** START OF Page excerpt **

Posted by on Jul 19, 2010 | Leave a Comment

On 13th July, 2010 the latest unemployment rate released for Oregon is 10.5 percent. For the most recent eight months, the rate has been between 10.5 and 10.7 percent. In June 2009, Oregon’s unemployment rate was 11.6 percent, which joined May 2009 as Oregon’s highest unemployment rate since the early 1980s.

Oregon's unemployment Rate Holding Flat

In March, Oregon’s seasonally adjusted unemployment rate was essentially unchanged at 10.6 % which was compared with 10.5% in February. In January, February and March, the U.S. seasonally adjusted unemployment rate was 9.7 percent. Brian Rooney of the Regional Economist Employment Department said, “We’re in a slow recovery and even a faltering recovery, but a lot of economists have predicted that it would be that way.” The average unemployed Oregonian is on unemployment insurance for 30 weeks, and workforce experts say it’s mentally and emotionally draining to look for jobs in today’s market.

Cooke, a guest Wednesday morning on Wake Up Bend!, said after the unemployment rate hit 11.6% in the spring of 2009, figures started to drop, but have since late last year. He added the eight months without the employment figure changing very unusual. “This 10.5% unemployment rate is the highest Oregon has had since the early 1980s, during that recession. So, this recovery period, the rate remains stubbornly high.”

In June, Educational and health services cut only 2,400 jobs, when a loss of 4,100 is the normal seasonal pattern. Private educational services was the primary reason for the better-than-normal showing in June, as the published figure was a cut of only 1,600 jobs during the start of the summer break. Employing 28,800, educational services was 200 above it’s year-ago figure.

Government employment declined due mainly to the ending of 2,600 temporary Census jobs in June. Most of the major industries saw monthly job changes that were close to their normal seasonal pattern in the private sector. The biggest exception was in professional and business services, which posted a seasonally adjusted job decline of 2,500. In March, Manufacturing rose by 1,100 jobs on a seasonally adjusted basis, reaching a total of 162,400 jobs. This puts the industry back where it was during August through December 2009.

** END OF Page excerpt **
** START OF Data records **

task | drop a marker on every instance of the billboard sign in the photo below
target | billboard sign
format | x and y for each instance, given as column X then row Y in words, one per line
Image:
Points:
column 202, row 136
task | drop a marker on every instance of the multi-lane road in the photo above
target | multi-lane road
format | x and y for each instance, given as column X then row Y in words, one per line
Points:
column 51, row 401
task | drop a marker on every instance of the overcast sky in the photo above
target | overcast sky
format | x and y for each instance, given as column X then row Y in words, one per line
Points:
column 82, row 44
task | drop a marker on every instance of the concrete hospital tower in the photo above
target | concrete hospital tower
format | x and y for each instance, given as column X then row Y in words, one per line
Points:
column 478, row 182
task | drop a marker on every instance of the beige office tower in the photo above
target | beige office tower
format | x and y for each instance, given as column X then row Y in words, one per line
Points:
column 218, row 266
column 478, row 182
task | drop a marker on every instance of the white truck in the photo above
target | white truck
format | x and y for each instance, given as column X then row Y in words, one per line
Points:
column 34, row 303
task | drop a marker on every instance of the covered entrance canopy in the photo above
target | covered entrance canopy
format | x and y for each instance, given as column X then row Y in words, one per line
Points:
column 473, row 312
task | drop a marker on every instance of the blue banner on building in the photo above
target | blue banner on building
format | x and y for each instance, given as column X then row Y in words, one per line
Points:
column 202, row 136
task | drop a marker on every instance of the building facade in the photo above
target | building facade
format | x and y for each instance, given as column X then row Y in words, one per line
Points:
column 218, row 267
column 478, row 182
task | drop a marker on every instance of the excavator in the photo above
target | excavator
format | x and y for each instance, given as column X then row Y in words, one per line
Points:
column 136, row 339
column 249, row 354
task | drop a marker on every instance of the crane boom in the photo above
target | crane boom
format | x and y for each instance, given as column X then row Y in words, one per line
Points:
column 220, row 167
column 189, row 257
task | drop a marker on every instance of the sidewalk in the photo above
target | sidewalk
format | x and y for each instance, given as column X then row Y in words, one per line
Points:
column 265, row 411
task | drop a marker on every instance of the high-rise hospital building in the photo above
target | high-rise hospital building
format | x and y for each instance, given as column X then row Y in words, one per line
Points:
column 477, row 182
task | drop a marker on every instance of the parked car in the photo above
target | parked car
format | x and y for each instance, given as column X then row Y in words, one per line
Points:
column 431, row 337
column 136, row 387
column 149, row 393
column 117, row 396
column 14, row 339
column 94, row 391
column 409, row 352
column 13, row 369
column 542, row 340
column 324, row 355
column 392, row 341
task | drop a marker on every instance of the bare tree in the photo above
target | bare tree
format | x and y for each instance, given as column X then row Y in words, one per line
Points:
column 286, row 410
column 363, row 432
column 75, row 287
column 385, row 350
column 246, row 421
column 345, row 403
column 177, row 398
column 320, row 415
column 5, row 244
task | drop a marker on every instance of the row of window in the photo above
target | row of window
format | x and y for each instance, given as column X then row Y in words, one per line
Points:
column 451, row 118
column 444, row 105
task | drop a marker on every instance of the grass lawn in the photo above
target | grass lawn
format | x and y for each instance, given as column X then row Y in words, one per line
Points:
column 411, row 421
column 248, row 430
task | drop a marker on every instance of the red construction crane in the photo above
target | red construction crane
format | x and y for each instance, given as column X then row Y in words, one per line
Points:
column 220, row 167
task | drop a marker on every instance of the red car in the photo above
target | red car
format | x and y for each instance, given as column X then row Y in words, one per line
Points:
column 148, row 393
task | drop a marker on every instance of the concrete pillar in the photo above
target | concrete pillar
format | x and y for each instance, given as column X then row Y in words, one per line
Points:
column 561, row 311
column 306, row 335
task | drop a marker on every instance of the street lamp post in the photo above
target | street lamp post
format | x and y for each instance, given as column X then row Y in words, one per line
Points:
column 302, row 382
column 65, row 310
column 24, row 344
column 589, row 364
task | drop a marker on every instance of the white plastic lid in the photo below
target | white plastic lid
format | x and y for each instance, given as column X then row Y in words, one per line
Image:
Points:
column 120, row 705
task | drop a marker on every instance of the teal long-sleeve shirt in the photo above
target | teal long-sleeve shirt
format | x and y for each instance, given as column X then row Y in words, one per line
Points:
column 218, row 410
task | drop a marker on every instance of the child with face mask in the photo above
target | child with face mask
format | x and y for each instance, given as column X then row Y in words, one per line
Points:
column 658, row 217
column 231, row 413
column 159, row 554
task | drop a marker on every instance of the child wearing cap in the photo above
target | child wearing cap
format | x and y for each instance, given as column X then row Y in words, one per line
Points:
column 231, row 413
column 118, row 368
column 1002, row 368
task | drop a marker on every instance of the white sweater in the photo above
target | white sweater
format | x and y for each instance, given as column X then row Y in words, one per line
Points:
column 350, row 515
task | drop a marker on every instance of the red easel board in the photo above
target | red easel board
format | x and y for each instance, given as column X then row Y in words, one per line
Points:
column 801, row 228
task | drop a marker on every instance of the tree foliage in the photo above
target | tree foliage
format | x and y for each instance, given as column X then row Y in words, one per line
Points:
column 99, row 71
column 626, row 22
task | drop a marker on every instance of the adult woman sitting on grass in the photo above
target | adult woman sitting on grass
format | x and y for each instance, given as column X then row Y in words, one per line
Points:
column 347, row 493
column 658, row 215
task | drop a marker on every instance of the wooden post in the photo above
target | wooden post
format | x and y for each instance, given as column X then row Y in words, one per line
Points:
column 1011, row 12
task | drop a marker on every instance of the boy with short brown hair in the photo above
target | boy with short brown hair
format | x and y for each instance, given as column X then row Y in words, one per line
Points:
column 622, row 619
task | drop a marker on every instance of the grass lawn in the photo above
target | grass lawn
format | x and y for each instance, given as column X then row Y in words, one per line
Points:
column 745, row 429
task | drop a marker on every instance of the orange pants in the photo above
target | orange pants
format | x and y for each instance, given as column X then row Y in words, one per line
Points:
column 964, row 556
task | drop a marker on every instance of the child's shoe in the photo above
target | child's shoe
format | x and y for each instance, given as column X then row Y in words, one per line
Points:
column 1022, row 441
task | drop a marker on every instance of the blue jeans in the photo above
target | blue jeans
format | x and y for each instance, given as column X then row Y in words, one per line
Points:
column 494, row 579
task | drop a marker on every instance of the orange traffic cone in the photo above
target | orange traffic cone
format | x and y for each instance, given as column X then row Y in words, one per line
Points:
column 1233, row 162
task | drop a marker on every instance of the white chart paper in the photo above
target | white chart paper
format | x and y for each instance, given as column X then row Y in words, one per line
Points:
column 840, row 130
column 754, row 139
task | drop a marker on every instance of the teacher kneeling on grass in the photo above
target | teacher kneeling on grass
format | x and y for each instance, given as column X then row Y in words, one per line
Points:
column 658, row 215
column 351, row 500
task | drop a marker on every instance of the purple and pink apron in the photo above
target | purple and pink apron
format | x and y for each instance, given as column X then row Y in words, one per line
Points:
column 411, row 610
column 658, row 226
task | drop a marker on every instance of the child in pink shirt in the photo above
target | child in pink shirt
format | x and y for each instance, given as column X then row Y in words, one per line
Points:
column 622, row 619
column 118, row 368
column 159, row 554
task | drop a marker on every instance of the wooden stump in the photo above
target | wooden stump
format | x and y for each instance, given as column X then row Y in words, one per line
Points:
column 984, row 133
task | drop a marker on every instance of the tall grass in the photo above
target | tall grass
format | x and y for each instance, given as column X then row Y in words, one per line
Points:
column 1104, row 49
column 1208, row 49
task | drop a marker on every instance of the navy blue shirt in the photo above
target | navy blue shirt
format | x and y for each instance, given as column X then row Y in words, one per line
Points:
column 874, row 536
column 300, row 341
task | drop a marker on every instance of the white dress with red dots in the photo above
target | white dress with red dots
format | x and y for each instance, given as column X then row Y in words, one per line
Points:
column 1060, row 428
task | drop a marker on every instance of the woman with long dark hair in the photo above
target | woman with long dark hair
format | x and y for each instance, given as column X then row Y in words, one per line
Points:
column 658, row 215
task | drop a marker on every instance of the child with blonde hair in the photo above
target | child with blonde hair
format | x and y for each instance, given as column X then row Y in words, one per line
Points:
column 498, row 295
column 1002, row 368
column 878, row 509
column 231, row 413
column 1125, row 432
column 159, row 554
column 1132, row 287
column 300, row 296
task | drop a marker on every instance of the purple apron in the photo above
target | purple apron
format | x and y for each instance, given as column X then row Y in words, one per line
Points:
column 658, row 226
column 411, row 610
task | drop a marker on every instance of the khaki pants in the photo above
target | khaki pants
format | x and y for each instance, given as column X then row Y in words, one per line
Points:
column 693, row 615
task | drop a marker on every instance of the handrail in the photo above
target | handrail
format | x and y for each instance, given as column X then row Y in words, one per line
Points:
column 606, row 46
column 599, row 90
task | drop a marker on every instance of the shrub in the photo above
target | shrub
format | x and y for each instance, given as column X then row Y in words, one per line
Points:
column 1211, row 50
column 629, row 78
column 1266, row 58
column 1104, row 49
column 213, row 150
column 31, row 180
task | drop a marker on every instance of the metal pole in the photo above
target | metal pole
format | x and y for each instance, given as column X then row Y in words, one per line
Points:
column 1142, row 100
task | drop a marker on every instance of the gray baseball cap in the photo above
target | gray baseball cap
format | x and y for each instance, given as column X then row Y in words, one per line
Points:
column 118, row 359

** END OF Data records **

● Work to do
**1.** Answer these questions from the Oregon unemployment excerpt:
(a) What was Oregon's unemployment rate in June 2009?
(b) How many temporary Census jobs ended in June?
(c) For how many weeks is the average unemployed Oregonian on unemployment insurance?
**2.** Proceed with the article on Oregon's unemployment rate, writing on from its last sentence.

● Outputs in order
**1.**
(a) 11.6 percent
(b) 2,600
(c) 30 weeks

**2.**
In June, Government shed 3,500 jobs at a time of year when a loss of only 300 is expected because of seasonality. The ending of work for 2,611 intermittent Census workers reduced both federal government and total government for June, subtracting from the 6,403 individuals who were working for the Census in May.

There was a substantial upward revision to the May payroll employment numbers. The originally reported seasonally adjusted totals showed no change between April and May. Revised numbers show a gain of 2,600 jobs. The upward revisions were spread across several service-providing industries: government; educational and health services; professional and business services; and trade, transportation, and utilities.

In the month of June, Professional and business services took unexpected drop of 2,500 jobs on a seasonally adjusted basis, following a flat seasonally adjusted trend since October. Much of the decline in June was due to below-normal hiring in the component industry “administrative and waste services”. Trade, transportation, and utilities added 1,500 jobs in June, about its typical June seasonal pattern. However, its component industries saw differing trends.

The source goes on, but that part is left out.